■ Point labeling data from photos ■
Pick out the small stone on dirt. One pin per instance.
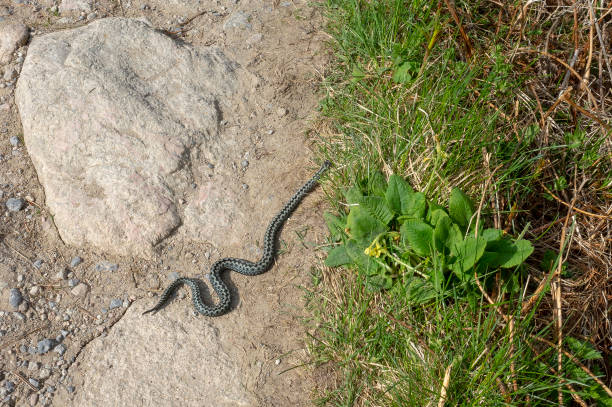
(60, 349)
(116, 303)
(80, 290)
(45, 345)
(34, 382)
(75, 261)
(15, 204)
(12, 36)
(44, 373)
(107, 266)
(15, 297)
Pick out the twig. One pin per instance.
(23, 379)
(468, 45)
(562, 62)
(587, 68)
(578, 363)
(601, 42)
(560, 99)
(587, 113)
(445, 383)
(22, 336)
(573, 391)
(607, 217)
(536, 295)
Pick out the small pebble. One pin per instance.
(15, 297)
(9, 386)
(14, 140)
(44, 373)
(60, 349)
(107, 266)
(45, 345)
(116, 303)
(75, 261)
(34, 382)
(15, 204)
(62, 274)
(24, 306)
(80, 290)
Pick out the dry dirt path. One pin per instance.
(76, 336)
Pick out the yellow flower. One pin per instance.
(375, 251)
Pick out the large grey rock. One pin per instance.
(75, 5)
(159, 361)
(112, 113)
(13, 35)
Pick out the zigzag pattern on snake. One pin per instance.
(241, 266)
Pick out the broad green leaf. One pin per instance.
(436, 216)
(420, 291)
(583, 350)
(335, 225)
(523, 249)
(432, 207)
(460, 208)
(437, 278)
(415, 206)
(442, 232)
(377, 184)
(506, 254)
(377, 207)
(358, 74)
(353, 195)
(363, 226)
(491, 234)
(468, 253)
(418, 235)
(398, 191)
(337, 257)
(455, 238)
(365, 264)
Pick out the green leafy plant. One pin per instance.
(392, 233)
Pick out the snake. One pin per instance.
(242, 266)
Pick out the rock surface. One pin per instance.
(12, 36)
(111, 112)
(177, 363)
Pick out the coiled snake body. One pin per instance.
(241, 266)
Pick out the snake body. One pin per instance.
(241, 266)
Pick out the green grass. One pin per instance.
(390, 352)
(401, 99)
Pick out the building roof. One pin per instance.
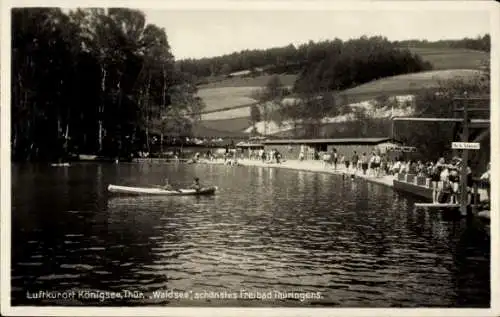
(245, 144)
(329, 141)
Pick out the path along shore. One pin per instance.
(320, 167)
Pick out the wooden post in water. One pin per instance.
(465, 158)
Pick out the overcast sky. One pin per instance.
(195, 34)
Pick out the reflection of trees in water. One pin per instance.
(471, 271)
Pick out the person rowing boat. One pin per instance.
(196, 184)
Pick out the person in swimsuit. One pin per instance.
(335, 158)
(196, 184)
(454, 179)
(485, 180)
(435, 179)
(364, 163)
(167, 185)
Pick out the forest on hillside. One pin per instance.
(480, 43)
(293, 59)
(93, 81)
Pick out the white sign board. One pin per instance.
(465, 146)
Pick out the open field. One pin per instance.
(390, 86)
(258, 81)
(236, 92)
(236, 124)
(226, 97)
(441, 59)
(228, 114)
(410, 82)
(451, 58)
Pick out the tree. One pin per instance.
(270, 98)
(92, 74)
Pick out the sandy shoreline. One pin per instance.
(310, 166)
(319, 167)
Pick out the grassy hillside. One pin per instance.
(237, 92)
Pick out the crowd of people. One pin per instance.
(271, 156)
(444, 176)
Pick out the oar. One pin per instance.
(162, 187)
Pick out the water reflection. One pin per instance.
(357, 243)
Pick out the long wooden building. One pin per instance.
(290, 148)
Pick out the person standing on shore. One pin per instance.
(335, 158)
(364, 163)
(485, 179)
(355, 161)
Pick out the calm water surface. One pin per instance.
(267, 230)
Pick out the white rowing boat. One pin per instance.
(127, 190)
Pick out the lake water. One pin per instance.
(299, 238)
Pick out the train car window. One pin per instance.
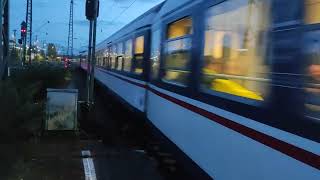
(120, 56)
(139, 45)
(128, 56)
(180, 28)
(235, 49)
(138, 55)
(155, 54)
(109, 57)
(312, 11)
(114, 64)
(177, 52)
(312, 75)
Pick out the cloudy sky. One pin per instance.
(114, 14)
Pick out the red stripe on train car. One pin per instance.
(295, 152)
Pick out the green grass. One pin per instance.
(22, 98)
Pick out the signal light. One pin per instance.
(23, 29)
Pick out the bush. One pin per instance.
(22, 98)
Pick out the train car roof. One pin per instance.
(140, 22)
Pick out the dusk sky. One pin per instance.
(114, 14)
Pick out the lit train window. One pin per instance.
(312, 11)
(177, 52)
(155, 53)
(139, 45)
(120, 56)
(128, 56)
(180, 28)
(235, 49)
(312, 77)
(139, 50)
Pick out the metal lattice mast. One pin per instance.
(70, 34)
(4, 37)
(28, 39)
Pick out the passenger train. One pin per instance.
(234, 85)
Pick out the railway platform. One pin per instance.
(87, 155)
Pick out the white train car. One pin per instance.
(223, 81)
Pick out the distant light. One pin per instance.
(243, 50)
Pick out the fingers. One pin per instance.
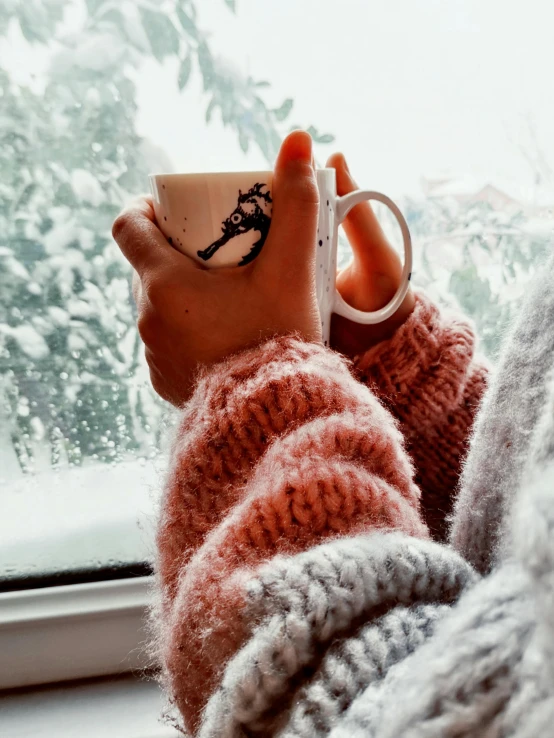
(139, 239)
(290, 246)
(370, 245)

■ TASK STATEMENT ■
Can you copy the entire listing above word for word, leaving out the pictures?

■ SOLUTION TO THE PROBLEM ■
Pick out the small stone on dirt. One pin per instance.
(60, 349)
(116, 303)
(80, 290)
(45, 345)
(34, 382)
(75, 261)
(15, 204)
(12, 36)
(44, 373)
(107, 266)
(15, 297)
Pick out the twig. One pin per instance.
(23, 379)
(468, 45)
(562, 62)
(587, 68)
(578, 363)
(601, 42)
(560, 99)
(587, 113)
(445, 383)
(22, 336)
(573, 391)
(607, 217)
(536, 295)
Pick out the small pebble. One pin per instance.
(15, 297)
(9, 386)
(14, 140)
(44, 373)
(60, 349)
(107, 266)
(45, 345)
(116, 303)
(75, 261)
(34, 382)
(15, 204)
(62, 274)
(24, 306)
(80, 290)
Pick out the dry dirt path. One pin per instance.
(76, 336)
Pick out the yellow flower. One pin per instance.
(375, 251)
Pick out the large grey rock. One pin per instance.
(75, 5)
(159, 361)
(112, 113)
(13, 35)
Pick out the zigzag pattern on snake. One pin per instance.
(241, 266)
Pick out the broad green leaf. One pin per instance.
(436, 216)
(420, 291)
(583, 350)
(335, 225)
(523, 249)
(432, 207)
(460, 208)
(437, 278)
(415, 206)
(442, 232)
(377, 184)
(506, 254)
(377, 207)
(358, 74)
(353, 195)
(363, 226)
(491, 234)
(468, 253)
(418, 235)
(398, 191)
(337, 257)
(455, 238)
(365, 264)
Pick out the green leafy plant. One pin per instance.
(392, 233)
Pick out the snake. One pin per instance.
(242, 266)
Pick out the rock surface. One pin per instance.
(12, 36)
(111, 112)
(177, 363)
Pick out the coiled snake body. One pin per instance.
(241, 266)
Pick out the snake body. One pin per instance.
(241, 266)
Pick out the green grass. One pin per instance.
(390, 352)
(401, 99)
Pick out the building roof. One pin per instance.
(245, 144)
(329, 141)
Pick out the path along shore. One pin per instance.
(320, 167)
Pick out the wooden post in water. One pin per instance.
(465, 158)
Pick out the overcast sky. One pin per instance.
(195, 34)
Pick out the reflection of trees in water. One pin per instance.
(471, 271)
Pick out the person rowing boat. One pin per instance.
(196, 184)
Pick out the person in swimsuit. One pin per instance.
(335, 158)
(196, 184)
(454, 179)
(485, 180)
(435, 179)
(364, 163)
(167, 185)
Pick out the forest on hillside. One pin per instance.
(480, 43)
(293, 59)
(93, 81)
Pick out the white sign board. One pin per instance.
(465, 146)
Pick out the open field. One pin per instance.
(390, 86)
(258, 81)
(236, 92)
(236, 124)
(226, 97)
(441, 59)
(228, 114)
(410, 82)
(451, 58)
Pick out the tree. One pin per instance.
(270, 98)
(92, 74)
Pick out the sandy shoreline. One pin per instance.
(310, 166)
(319, 167)
Pick out the grassy hillside. One pin per instance.
(237, 92)
Pick out the crowd of people. One pin per instance.
(271, 156)
(444, 176)
Pick out the oar. One pin per instance.
(162, 187)
Pick out the water reflection. One pin per instance.
(357, 243)
Pick out the long wooden building. One pin per instance.
(290, 148)
Pick out the person standing on shore. One pin per instance.
(335, 158)
(364, 163)
(485, 179)
(355, 161)
Pick out the calm water surface. One pin per instance.
(267, 230)
Pick out the white rowing boat. One pin per instance.
(127, 190)
Pick out the lake water. One pin per instance.
(299, 238)
Pick out the train car window. One pin per instance.
(120, 56)
(139, 45)
(128, 56)
(180, 28)
(235, 49)
(138, 55)
(155, 54)
(109, 57)
(312, 11)
(114, 64)
(177, 52)
(312, 75)
Pick out the cloudy sky. One pin per instance.
(114, 14)
Pick out the red stripe on train car. One pin per instance.
(295, 152)
Pick out the green grass. One pin per instance.
(22, 98)
Pick out the signal light. One pin per instance.
(23, 29)
Pick out the bush. One pin per instance.
(22, 98)
Pick out the train car roof. One pin per instance.
(140, 22)
Pick out the dusk sky. One pin per instance.
(114, 14)
Pick out the lit train window. One pin per instance.
(312, 11)
(177, 52)
(155, 53)
(139, 45)
(120, 56)
(128, 56)
(180, 28)
(235, 49)
(312, 77)
(139, 50)
Pick out the metal lattice mast. One pin per instance.
(70, 34)
(4, 37)
(28, 39)
Pick out the passenger train. One pin per instance.
(234, 85)
Pick out the railway platform. One pin per instance.
(87, 155)
Pick out the white train car. One pin per instance.
(223, 81)
Pick out the distant light. One pin per instance.
(243, 50)
Pick out the fingers. One pin per instance.
(139, 239)
(290, 246)
(370, 245)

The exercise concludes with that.